Find the lines of data that contain the string "microphone", then list them.

** Material provided follows **

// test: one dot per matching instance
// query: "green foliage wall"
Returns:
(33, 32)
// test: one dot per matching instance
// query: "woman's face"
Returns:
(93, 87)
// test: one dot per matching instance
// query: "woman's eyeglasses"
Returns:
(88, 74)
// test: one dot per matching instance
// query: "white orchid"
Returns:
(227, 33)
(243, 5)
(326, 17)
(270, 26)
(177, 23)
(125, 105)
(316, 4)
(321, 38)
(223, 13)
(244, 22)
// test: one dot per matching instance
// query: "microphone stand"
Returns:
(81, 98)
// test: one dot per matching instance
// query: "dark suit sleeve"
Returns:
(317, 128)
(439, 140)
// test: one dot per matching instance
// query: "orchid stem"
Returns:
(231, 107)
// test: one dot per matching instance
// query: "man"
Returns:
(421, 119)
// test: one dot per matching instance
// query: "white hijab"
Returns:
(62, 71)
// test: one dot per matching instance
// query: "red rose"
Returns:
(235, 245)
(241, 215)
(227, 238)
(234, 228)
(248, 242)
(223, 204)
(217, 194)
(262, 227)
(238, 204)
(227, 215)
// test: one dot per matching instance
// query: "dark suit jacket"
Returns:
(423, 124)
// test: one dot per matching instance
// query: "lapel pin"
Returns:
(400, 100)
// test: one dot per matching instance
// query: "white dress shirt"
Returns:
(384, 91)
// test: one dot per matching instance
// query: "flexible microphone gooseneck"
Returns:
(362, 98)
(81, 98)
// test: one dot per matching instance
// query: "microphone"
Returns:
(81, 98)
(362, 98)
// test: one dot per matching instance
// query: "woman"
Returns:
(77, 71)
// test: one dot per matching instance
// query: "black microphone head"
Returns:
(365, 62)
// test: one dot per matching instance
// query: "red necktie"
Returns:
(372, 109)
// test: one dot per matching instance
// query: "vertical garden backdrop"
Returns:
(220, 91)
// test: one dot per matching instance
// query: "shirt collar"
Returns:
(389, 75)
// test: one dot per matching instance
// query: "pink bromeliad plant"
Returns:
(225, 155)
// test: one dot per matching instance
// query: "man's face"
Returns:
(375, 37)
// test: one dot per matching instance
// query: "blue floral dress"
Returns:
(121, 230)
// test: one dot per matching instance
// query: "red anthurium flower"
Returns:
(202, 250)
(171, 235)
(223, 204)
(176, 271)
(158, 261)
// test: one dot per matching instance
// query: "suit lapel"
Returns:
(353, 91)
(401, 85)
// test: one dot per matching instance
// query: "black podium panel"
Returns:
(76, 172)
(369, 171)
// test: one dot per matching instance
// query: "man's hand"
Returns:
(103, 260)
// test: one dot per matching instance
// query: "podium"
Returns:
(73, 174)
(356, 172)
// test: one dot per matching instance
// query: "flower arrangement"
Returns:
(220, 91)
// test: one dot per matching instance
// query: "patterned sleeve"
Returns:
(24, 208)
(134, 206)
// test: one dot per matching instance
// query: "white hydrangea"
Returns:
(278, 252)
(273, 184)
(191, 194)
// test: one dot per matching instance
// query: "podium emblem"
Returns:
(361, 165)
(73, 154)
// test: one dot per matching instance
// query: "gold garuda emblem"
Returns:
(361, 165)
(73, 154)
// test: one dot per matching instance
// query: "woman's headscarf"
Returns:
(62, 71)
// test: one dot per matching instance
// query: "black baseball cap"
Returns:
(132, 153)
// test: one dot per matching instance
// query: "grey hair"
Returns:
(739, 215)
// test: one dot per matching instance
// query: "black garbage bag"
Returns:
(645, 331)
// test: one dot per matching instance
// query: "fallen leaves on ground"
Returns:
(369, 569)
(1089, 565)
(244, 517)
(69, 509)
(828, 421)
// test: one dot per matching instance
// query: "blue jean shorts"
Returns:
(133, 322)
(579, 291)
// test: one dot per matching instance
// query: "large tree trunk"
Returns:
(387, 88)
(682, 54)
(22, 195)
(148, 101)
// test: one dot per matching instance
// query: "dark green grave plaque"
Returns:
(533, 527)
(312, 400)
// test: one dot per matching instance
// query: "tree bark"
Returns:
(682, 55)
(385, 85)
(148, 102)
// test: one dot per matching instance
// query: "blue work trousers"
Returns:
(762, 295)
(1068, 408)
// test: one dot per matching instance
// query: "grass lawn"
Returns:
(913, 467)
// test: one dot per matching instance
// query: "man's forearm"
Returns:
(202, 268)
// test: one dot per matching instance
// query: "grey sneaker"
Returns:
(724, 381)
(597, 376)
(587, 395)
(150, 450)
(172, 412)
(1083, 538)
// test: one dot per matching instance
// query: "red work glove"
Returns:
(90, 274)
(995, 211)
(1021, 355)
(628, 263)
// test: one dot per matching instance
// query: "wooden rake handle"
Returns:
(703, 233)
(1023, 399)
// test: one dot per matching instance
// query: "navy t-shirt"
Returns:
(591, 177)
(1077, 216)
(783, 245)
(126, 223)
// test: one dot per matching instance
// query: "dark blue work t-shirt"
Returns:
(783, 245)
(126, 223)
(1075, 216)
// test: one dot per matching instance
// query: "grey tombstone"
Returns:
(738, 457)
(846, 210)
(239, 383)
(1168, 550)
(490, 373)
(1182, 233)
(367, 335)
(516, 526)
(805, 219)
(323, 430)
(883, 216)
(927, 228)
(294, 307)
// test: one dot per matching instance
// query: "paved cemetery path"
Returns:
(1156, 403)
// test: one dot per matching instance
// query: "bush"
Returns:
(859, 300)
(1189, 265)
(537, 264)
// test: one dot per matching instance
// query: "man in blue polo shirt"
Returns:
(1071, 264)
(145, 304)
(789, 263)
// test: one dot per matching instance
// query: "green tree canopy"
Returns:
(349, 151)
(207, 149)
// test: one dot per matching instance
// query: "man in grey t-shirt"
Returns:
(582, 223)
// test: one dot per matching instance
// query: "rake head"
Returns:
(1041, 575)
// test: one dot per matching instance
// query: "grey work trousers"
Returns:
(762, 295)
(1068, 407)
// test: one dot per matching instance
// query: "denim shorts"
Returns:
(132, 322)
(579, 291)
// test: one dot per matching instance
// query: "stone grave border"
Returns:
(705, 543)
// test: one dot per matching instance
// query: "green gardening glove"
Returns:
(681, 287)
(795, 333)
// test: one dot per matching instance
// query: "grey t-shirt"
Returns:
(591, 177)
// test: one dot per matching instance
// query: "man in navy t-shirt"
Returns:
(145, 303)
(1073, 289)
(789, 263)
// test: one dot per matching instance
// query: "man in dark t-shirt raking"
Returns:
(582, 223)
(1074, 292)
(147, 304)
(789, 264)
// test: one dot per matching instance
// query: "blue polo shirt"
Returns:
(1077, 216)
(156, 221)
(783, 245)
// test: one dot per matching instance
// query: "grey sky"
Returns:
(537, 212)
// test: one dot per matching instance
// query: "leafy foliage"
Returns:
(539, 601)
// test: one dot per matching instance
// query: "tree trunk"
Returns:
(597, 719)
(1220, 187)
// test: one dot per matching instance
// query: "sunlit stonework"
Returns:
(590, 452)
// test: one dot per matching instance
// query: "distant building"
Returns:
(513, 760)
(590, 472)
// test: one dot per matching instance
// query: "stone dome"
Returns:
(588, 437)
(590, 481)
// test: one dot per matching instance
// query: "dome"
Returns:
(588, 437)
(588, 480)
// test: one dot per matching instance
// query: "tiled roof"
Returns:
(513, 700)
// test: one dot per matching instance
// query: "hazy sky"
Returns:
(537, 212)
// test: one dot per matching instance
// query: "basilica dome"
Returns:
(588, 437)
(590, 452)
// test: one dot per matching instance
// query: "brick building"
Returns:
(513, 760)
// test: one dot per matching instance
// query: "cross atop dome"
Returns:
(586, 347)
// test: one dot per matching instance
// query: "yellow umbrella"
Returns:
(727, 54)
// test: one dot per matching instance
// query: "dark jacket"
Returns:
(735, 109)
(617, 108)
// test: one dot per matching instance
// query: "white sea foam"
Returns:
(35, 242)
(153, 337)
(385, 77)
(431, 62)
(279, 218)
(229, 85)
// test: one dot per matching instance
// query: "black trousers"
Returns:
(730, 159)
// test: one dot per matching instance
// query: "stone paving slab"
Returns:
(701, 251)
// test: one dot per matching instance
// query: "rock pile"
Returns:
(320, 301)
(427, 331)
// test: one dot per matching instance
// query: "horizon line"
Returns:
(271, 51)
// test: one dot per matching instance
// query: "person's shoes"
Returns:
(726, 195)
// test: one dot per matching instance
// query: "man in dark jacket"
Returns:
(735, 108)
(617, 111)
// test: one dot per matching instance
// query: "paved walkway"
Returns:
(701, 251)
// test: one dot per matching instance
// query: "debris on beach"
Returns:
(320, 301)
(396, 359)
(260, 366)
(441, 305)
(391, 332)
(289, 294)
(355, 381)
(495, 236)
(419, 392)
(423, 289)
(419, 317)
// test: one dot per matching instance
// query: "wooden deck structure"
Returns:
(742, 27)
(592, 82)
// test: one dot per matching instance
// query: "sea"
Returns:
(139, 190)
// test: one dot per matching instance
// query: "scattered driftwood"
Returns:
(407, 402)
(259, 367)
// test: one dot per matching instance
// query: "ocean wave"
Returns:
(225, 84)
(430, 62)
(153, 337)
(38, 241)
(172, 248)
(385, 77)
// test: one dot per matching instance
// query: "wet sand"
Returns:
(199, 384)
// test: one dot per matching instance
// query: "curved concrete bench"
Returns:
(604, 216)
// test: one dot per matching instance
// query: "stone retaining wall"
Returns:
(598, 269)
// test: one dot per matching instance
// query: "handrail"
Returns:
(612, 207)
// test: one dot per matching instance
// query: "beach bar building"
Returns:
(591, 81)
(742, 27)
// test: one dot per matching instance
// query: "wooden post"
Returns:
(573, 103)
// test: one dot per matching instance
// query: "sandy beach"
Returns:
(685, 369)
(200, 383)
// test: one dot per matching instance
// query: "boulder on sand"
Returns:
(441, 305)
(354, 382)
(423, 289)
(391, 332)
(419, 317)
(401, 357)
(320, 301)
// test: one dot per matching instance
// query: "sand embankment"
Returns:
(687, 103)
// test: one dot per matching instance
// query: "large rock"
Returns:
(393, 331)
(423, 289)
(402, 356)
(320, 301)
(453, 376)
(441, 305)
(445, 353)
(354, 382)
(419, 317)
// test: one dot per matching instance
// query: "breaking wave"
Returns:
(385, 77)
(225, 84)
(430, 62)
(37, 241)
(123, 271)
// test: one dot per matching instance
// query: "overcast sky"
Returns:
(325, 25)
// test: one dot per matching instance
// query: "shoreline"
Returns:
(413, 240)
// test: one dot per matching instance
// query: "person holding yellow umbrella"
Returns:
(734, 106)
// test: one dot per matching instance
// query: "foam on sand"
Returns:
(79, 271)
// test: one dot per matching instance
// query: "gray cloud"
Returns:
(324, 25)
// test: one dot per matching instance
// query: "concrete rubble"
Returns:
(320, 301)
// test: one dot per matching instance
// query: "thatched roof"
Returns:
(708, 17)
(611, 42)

** End of Material provided **

## Response to the exercise
// query: "microphone stand"
// query: "flexible microphone gooseneck"
// query: "microphone"
// query: "black microphone head"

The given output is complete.